Could you copy the entries from their start through the line containing "positive clicks: (262, 399)" and swap every "rough mask" for "coarse mask", leaving everything else unchanged?

> Working data
+ + + + +
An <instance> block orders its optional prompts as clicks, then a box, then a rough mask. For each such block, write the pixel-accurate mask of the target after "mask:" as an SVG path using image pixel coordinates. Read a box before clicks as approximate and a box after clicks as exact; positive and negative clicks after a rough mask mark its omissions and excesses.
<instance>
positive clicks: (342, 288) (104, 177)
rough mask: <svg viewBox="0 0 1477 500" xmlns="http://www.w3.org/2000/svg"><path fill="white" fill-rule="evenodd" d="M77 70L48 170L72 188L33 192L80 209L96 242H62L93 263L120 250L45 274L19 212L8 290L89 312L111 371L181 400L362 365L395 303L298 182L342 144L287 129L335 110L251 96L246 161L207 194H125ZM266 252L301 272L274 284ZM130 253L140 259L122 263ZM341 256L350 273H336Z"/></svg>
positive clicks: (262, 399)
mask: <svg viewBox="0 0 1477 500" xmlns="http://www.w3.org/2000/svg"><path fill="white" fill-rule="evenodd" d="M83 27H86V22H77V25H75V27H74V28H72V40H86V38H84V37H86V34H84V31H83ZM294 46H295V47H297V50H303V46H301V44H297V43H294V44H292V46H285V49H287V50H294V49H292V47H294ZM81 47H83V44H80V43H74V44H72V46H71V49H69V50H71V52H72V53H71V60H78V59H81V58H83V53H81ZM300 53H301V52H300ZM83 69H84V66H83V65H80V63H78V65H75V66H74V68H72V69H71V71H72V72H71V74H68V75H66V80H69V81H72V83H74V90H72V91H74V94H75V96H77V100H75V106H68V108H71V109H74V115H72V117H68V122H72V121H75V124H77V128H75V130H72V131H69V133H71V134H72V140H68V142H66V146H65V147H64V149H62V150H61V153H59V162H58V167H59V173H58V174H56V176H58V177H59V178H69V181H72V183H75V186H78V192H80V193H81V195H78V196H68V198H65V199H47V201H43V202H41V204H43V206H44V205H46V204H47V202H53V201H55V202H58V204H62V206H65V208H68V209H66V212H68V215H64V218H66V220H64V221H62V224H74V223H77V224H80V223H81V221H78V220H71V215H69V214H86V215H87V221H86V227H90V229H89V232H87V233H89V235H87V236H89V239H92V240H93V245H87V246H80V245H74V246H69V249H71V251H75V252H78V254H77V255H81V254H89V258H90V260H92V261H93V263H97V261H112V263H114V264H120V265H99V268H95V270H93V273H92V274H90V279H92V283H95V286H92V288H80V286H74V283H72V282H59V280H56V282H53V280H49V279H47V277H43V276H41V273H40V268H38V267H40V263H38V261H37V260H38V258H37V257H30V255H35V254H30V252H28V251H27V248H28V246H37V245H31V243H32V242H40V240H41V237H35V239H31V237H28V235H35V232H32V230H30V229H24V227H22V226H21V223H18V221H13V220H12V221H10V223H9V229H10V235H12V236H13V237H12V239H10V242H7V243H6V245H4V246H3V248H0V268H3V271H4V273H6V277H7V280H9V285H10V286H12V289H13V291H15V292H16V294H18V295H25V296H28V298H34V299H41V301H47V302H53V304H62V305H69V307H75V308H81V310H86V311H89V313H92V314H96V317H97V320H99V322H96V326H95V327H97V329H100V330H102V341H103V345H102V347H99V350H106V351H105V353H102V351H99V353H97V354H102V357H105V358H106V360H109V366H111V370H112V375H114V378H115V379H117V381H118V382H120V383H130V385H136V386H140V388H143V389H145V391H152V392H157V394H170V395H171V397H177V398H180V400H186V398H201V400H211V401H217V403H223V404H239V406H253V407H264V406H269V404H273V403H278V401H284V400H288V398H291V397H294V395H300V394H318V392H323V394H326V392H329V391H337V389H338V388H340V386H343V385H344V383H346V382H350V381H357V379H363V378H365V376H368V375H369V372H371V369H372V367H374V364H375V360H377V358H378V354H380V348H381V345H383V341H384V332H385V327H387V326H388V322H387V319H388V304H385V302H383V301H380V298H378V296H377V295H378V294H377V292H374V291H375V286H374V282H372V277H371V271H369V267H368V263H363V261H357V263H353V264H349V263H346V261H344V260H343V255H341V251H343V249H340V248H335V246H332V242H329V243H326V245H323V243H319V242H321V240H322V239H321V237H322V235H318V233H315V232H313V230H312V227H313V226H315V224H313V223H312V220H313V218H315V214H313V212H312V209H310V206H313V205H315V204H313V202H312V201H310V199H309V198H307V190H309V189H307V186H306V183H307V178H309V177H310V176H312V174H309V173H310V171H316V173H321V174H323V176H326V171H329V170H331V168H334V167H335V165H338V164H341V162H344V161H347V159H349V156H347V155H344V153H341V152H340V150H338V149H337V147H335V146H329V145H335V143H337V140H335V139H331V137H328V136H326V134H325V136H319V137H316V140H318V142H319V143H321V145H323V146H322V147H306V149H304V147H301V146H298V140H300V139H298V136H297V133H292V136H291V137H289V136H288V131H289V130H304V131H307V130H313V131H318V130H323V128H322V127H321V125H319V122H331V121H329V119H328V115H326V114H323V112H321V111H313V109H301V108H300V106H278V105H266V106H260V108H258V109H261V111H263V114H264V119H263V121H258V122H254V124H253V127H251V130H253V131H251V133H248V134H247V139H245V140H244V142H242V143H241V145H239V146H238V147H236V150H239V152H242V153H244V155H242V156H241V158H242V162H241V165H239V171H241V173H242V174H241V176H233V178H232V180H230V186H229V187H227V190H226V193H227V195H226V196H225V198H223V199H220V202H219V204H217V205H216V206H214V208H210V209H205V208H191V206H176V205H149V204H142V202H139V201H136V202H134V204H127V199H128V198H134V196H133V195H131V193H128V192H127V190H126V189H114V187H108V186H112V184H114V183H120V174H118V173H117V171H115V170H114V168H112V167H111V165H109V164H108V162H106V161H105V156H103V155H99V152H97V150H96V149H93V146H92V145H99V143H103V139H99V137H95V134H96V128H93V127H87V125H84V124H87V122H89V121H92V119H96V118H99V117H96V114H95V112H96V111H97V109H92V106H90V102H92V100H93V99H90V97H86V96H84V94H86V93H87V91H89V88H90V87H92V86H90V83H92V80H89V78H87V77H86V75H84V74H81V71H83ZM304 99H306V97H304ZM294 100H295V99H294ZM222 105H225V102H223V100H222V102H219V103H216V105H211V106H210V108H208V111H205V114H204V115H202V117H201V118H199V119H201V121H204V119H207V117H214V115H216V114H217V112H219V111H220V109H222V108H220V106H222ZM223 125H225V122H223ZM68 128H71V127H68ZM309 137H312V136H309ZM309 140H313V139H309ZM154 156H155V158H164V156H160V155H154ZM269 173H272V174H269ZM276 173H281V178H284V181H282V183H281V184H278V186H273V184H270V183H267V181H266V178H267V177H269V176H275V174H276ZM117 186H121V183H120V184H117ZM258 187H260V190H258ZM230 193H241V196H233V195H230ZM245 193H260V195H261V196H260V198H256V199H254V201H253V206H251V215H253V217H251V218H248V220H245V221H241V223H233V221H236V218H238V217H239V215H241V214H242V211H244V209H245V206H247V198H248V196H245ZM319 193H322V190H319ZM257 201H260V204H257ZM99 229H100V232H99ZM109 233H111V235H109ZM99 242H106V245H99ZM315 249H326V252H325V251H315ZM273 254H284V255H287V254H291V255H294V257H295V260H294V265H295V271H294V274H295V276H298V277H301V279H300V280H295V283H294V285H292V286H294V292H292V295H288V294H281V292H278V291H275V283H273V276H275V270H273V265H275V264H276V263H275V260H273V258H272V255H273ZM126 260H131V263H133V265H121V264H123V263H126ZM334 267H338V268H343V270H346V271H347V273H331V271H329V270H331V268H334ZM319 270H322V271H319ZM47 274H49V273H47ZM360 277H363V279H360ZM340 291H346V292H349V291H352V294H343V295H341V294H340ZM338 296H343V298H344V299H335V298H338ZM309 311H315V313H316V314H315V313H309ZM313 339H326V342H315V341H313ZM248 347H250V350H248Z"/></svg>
+ + + + +
> Your solution
An <instance> block orders its optional prompts as clicks, then a box, then a coarse mask. For each such block, write the pixel-accurate mask of the target after "mask:" as an SVG path using image pixel coordinates. Read a box before clicks as approximate and a box after clicks as exact; positive and negative clicks after a coarse mask mark its omissions and excesses.
<instance>
positive clicks: (342, 288) (104, 177)
coarse mask: <svg viewBox="0 0 1477 500" xmlns="http://www.w3.org/2000/svg"><path fill="white" fill-rule="evenodd" d="M77 70L48 170L72 188L33 192L80 209L96 242H62L93 263L120 250L45 274L19 212L8 290L89 312L111 371L181 400L362 365L395 303L298 182L342 144L287 129L335 110L251 96L246 161L207 194H125ZM266 252L301 272L274 284ZM130 253L140 259L122 263ZM341 256L350 273H336Z"/></svg>
positive clicks: (262, 399)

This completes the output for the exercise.